YOUR TASK:
Nothing but the lines from the one containing "Would you be able to point out the sautéed" to the end of the data should be returned, each exactly as written.

Data entries:

######

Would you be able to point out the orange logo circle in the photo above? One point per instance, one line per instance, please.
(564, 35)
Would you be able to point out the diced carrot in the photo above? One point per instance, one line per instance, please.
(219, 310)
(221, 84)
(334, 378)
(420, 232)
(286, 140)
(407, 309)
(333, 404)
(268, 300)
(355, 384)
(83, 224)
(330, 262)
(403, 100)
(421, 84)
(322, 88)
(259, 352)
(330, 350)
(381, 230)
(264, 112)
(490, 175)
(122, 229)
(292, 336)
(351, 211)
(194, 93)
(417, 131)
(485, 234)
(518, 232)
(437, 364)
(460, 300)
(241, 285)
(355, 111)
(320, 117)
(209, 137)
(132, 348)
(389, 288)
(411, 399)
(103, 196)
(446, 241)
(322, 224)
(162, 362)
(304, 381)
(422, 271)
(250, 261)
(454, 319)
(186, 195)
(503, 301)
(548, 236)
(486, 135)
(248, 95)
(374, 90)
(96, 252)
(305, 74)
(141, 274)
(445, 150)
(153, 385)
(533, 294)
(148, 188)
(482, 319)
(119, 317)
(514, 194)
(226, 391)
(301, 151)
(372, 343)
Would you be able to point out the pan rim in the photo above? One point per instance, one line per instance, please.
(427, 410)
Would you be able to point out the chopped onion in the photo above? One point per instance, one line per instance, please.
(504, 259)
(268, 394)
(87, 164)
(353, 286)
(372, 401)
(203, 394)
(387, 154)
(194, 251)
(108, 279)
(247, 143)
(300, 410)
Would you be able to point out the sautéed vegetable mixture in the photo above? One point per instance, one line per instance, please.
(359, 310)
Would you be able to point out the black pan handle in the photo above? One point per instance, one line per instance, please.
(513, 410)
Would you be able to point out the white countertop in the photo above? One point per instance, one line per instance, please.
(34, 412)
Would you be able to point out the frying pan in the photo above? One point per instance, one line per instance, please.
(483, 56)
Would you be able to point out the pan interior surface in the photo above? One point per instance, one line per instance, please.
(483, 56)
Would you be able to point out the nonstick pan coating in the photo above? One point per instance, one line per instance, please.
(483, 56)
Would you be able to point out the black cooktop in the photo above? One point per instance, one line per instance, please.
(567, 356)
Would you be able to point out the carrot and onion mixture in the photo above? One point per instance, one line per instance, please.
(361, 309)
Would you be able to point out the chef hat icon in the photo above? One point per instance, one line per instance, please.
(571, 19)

######

RESULT OF THIS TASK:
Would you be able to point out the sautéed vegetable mixture in the photo above? One point per instance, one line per instance, please.
(359, 310)
Would you be able to point out the black pan handle in the photo above? One point per instance, one line per instance, please.
(513, 410)
Would you be able to point out the white countertop in the photo above? One point per instance, one line per instance, please.
(34, 412)
Would you be able to point out the frying pan in the photo above? One point per instance, one line per instance, please.
(483, 56)
Would you be able to point out the pan interior surface in the photo above? One point per instance, one line per instance, please.
(483, 56)
Would you be able to point out the nonstick pan coating in the photo above? One point per instance, one line per instance, please.
(483, 56)
Would you be able to point out the black cooktop in the photo above? One point per instance, one line per instance, please.
(567, 356)
Would you be able to point out the carrot and onion mixture in the photo above? One point per instance, one line per instance, please.
(361, 309)
Would you be able to point out the chef hat icon in the photo above? One point per instance, one line per instance, please.
(571, 19)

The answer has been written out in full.